***** DATA SHOWN *****

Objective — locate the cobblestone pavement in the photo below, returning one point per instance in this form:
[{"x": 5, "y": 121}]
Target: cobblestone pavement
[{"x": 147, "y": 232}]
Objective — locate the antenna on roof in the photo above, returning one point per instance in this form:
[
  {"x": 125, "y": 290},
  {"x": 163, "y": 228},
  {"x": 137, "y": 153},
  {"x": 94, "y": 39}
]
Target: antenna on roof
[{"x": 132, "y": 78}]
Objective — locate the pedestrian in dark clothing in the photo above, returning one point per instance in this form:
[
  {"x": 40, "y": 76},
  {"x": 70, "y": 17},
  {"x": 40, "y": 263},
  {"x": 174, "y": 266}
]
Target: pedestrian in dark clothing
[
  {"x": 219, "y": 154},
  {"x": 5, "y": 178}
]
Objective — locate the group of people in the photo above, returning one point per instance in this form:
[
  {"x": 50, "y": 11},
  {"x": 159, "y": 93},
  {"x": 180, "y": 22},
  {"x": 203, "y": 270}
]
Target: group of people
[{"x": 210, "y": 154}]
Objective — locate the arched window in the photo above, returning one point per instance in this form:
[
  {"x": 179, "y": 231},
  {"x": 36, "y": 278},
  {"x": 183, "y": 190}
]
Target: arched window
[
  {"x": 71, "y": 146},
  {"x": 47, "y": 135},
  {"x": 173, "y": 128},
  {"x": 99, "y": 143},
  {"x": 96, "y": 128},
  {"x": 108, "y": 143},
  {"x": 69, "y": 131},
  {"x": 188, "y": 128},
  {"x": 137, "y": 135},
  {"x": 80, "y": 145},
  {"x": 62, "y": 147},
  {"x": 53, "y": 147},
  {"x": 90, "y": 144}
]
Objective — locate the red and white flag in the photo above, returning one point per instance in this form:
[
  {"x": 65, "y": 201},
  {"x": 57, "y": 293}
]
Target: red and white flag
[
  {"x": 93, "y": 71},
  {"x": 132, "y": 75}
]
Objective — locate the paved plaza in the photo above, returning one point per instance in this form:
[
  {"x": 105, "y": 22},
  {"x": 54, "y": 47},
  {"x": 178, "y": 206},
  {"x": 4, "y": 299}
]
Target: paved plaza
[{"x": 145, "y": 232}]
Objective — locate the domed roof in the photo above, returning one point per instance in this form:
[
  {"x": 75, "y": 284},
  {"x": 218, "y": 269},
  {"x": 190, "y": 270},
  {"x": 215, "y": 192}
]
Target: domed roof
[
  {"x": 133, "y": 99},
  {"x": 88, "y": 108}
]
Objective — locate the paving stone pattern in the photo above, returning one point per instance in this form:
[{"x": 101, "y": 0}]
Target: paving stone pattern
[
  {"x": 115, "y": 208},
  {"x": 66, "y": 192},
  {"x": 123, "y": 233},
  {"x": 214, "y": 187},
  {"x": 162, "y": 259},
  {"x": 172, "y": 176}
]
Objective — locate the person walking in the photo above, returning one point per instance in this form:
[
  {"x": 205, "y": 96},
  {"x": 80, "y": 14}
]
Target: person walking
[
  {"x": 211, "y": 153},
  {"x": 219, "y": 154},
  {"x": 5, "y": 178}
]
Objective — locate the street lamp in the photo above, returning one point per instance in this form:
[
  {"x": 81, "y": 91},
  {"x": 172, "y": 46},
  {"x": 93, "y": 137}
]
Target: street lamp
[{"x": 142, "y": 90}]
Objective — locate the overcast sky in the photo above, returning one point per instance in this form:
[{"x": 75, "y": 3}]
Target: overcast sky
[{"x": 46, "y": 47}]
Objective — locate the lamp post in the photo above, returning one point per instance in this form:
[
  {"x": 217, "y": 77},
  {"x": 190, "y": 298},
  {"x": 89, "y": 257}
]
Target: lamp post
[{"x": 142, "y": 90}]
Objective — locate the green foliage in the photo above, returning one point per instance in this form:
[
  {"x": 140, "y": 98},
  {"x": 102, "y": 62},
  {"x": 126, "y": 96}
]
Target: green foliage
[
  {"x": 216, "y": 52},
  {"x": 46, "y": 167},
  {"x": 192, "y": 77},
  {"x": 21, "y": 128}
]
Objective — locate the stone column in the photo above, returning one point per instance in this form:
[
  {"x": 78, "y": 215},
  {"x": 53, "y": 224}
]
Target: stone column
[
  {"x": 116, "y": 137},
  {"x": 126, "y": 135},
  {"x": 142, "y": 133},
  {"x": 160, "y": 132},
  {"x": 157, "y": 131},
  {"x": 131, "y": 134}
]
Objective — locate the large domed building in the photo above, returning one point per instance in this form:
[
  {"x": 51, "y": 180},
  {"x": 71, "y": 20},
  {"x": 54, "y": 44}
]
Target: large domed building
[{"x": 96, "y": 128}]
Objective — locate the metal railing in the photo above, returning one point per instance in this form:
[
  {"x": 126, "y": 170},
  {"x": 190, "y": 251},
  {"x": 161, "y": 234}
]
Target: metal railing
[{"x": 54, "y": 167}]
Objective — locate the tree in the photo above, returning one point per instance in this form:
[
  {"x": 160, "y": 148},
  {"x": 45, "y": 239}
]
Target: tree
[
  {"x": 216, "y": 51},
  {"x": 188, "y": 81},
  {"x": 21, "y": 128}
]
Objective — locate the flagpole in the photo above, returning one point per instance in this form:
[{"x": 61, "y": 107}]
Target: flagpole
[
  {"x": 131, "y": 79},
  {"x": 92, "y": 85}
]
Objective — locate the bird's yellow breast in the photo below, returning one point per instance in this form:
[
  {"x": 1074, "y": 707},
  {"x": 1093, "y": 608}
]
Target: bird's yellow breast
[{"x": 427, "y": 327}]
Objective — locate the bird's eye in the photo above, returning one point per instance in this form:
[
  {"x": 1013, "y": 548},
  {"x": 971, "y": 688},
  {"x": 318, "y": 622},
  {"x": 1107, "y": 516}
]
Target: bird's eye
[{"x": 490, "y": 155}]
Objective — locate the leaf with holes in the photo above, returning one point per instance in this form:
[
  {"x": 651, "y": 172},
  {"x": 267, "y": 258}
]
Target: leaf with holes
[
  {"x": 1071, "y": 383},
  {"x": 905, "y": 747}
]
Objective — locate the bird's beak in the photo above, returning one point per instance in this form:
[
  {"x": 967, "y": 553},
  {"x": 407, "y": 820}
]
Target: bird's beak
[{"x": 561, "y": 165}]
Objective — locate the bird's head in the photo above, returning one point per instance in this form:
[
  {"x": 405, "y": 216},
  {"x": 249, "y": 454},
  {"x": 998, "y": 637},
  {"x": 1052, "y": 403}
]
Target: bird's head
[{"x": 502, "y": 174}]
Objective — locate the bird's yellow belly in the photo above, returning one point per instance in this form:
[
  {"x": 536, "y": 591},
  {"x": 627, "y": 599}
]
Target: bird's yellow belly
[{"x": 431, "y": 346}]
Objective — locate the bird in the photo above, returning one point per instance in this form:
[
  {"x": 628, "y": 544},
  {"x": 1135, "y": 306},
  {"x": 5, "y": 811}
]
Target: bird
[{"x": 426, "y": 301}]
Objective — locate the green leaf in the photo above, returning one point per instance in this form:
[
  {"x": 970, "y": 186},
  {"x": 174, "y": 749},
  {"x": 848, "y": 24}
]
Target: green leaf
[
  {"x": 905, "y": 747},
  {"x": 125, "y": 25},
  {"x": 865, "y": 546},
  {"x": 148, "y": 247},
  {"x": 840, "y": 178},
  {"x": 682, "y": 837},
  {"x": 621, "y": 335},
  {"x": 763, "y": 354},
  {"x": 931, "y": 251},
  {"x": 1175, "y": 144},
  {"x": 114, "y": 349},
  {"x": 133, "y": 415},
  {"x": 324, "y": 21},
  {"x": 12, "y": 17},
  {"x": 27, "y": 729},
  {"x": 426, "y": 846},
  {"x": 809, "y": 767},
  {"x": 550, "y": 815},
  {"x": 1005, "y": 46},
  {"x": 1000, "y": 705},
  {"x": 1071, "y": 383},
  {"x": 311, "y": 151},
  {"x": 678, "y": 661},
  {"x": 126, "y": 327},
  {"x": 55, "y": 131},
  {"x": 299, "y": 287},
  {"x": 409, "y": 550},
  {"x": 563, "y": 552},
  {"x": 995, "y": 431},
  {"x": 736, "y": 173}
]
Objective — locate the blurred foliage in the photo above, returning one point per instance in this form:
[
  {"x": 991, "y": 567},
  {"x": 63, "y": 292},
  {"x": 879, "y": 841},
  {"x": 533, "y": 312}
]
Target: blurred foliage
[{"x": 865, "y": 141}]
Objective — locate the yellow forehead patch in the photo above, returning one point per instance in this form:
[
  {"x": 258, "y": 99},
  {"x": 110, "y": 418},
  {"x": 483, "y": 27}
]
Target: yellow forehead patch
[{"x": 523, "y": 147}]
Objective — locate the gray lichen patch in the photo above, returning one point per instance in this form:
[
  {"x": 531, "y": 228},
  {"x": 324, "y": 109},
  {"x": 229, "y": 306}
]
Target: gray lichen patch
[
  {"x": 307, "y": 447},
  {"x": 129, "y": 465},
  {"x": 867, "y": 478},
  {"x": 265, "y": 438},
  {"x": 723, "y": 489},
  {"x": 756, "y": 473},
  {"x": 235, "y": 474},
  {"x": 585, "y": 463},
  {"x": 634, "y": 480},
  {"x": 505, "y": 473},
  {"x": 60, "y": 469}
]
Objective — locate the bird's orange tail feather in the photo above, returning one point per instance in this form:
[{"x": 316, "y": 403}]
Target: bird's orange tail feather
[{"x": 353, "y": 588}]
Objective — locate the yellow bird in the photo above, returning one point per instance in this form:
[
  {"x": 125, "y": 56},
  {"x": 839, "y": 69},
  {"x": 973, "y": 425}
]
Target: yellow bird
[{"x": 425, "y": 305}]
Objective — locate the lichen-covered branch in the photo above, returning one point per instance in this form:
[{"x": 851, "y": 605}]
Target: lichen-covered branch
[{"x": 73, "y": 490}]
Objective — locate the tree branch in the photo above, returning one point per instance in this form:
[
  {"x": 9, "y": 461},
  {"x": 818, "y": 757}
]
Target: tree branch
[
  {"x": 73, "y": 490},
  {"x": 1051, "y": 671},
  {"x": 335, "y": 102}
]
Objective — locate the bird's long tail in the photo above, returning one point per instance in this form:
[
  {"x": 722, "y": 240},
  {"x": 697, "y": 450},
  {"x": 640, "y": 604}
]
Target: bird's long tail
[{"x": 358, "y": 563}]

*****

**EXERCISE AIM:** For each line in the data that contains the string "below", give a copy of that line.

**THE ANSWER:**
Objective — locate the cobblestone pavement in the photo below, returning one point per instance in this form:
Objective — locate the bird's yellow breast in the photo below, returning one point per instance in this form:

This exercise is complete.